Keberadaan negara bangsa, pada akhirnya menciptakan relasi kekuasaan yang menindas. Negara-negara besar seperti AS atau UE, juga Rusia, bisa menekan dan memaksakan kehendaknya pada negara-negara bangsa yang lebih lemah. “Inilah salah satu poin kerugian eksistensi negara bangsa,” ucapnya.

Ketiga, konsep nation-state seringkali jadi alasan banyak pemerintah untuk menahan tindakan kemanusiaan bahkan dengan alasan ukhuwah Islam, karena kepentingan negeri/bangsa mereka ditempatkan di atas kepentingan kemanusiaan.

Iwan mempertanyakan, apa yang bisa dilakukan oleh para penguasa negara-negara bangsa yang penduduknya mayoritas Muslim terhadap genoside Muslim Rohingya oleh Junta Militer Myanmar.

Bukankah tragedi penolakan manusia perahu pengungsi Muslim Rohingya oleh sejumlah penguasa Muslim, termasuk oleh Indonesia disebabkan konsep negara bangsa.

## Entri Hasil Ekstraksi
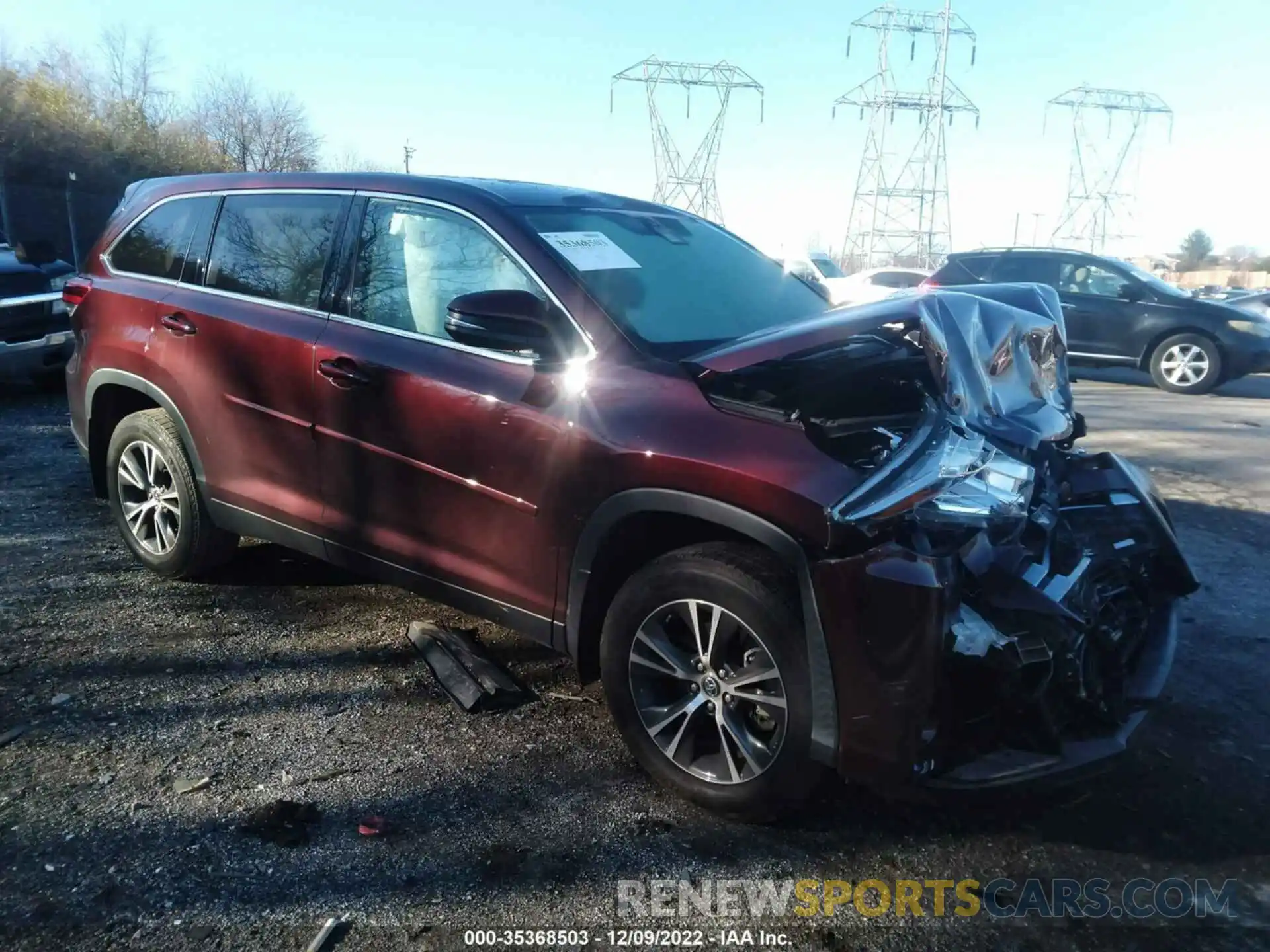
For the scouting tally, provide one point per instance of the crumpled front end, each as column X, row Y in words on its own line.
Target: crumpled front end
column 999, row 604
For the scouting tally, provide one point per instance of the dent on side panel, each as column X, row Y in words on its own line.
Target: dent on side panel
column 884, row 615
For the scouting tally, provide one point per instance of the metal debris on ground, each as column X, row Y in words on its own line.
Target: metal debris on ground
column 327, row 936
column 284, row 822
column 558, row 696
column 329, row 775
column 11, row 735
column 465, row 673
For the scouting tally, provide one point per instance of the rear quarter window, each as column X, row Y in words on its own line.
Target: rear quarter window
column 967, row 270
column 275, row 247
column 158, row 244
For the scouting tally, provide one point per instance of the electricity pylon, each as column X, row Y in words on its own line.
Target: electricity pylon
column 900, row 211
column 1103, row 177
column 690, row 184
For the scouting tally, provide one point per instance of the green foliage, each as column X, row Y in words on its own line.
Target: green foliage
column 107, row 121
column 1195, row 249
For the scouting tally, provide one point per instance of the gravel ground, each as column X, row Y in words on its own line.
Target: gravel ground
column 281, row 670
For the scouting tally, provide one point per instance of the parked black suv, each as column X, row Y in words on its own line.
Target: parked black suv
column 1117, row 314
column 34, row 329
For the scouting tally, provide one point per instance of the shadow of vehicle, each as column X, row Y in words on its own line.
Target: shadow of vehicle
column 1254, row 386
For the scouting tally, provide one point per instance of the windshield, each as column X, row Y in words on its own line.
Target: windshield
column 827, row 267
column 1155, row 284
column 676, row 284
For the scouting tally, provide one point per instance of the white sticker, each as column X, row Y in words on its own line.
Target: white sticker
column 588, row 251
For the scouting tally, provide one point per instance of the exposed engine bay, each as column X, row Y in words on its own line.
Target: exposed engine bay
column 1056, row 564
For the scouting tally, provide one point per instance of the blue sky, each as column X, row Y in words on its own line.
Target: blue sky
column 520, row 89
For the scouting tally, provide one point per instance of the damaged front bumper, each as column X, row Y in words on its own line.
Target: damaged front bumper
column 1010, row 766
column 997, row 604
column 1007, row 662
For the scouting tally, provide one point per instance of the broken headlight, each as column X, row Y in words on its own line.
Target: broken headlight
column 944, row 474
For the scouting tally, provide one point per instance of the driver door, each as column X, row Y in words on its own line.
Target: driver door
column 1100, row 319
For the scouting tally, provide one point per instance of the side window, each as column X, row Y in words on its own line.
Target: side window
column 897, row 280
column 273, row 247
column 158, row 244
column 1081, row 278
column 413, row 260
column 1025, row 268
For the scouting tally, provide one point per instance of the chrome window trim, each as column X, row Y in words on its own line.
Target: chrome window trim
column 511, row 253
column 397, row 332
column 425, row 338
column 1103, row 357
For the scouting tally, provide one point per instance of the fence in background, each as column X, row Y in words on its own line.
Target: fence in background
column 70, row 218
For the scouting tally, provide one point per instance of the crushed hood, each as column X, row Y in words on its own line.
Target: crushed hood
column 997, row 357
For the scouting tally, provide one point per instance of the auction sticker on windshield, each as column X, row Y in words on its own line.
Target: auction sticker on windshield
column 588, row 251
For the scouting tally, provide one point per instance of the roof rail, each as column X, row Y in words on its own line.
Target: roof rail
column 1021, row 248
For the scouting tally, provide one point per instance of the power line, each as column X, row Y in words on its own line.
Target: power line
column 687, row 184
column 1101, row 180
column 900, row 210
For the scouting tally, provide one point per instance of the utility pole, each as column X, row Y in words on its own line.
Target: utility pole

## Permintaan Tugas
Tuliskan kembali secara persis bagian kutipan tentang negara bangsa yang diawali kata-kata berisi "Ketiga, konsep nation-state" dan diakhiri dengan "Junta Militer Myanmar.". Materi di atas diambil dari sumber yang berbeda.

## Jawaban Tugas
Ketiga, konsep nation-state seringkali jadi alasan banyak pemerintah untuk menahan tindakan kemanusiaan bahkan dengan alasan ukhuwah Islam, karena kepentingan negeri/bangsa mereka ditempatkan di atas kepentingan kemanusiaan.

Iwan mempertanyakan, apa yang bisa dilakukan oleh para penguasa negara-negara bangsa yang penduduknya mayoritas Muslim terhadap genoside Muslim Rohingya oleh Junta Militer Myanmar.